Pull from the records below every line that contains the string "statue", and copy each such line in full.

--- RAW DATA ---

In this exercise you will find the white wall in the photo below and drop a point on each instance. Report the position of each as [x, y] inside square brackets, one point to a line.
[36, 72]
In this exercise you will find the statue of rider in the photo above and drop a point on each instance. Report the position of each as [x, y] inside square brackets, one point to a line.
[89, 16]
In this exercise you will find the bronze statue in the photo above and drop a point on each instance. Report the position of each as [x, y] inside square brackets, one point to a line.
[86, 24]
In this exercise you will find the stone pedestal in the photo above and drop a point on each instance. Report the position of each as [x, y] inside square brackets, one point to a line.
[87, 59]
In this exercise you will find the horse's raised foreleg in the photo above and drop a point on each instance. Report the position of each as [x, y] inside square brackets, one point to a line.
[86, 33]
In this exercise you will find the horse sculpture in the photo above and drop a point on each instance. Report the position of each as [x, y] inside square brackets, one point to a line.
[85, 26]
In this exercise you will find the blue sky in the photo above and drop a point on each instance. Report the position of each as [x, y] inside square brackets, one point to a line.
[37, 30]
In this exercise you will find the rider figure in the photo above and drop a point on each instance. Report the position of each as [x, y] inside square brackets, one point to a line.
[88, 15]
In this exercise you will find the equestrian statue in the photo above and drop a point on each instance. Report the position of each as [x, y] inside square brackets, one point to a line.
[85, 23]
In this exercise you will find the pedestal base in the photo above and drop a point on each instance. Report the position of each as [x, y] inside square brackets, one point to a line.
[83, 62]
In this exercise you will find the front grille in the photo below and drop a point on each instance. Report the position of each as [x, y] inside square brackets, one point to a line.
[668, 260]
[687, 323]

---
--- RAW DATA ---

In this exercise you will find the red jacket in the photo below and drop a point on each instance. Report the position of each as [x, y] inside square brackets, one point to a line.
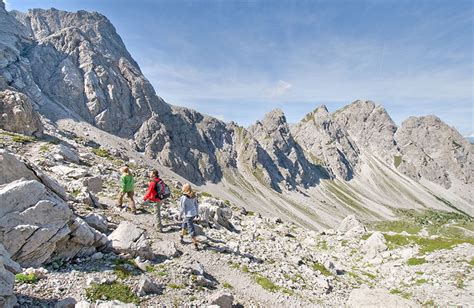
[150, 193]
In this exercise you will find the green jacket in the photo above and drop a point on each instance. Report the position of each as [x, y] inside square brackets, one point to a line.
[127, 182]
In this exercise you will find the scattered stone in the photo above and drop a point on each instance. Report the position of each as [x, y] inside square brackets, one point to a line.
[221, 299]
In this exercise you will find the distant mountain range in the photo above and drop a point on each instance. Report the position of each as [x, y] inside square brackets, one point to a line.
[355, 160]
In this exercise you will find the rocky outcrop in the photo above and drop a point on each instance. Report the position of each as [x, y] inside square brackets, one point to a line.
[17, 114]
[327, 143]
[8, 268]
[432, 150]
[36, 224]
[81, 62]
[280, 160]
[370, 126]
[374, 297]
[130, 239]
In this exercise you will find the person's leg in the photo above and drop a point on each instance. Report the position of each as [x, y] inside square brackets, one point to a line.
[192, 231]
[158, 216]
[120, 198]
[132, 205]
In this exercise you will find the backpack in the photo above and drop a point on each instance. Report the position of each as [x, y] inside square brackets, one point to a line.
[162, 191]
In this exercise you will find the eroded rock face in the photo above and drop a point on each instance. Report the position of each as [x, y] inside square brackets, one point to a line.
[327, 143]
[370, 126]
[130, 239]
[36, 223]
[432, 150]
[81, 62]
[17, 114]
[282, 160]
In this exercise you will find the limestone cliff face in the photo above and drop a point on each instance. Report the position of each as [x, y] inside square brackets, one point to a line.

---
--- RAW DATA ---

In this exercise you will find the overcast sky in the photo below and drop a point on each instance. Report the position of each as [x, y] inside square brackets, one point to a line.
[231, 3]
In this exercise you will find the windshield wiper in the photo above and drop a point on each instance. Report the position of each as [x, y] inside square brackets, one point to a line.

---

= REPLY =
In this exercise you will find the statue of rider in the photo above and drop a point on each instance. Report the position of each as [x, y] inside square brackets, one point to a line.
In this exercise you will find the bronze statue in the photo above and drop a point on each instance. Report the position of each as [x, y] inside square brackets, one point to a line.
In this exercise you will find the equestrian statue in the photo above and drop a point on each instance. Report the position of each as [x, y] inside square brackets, one point to a line.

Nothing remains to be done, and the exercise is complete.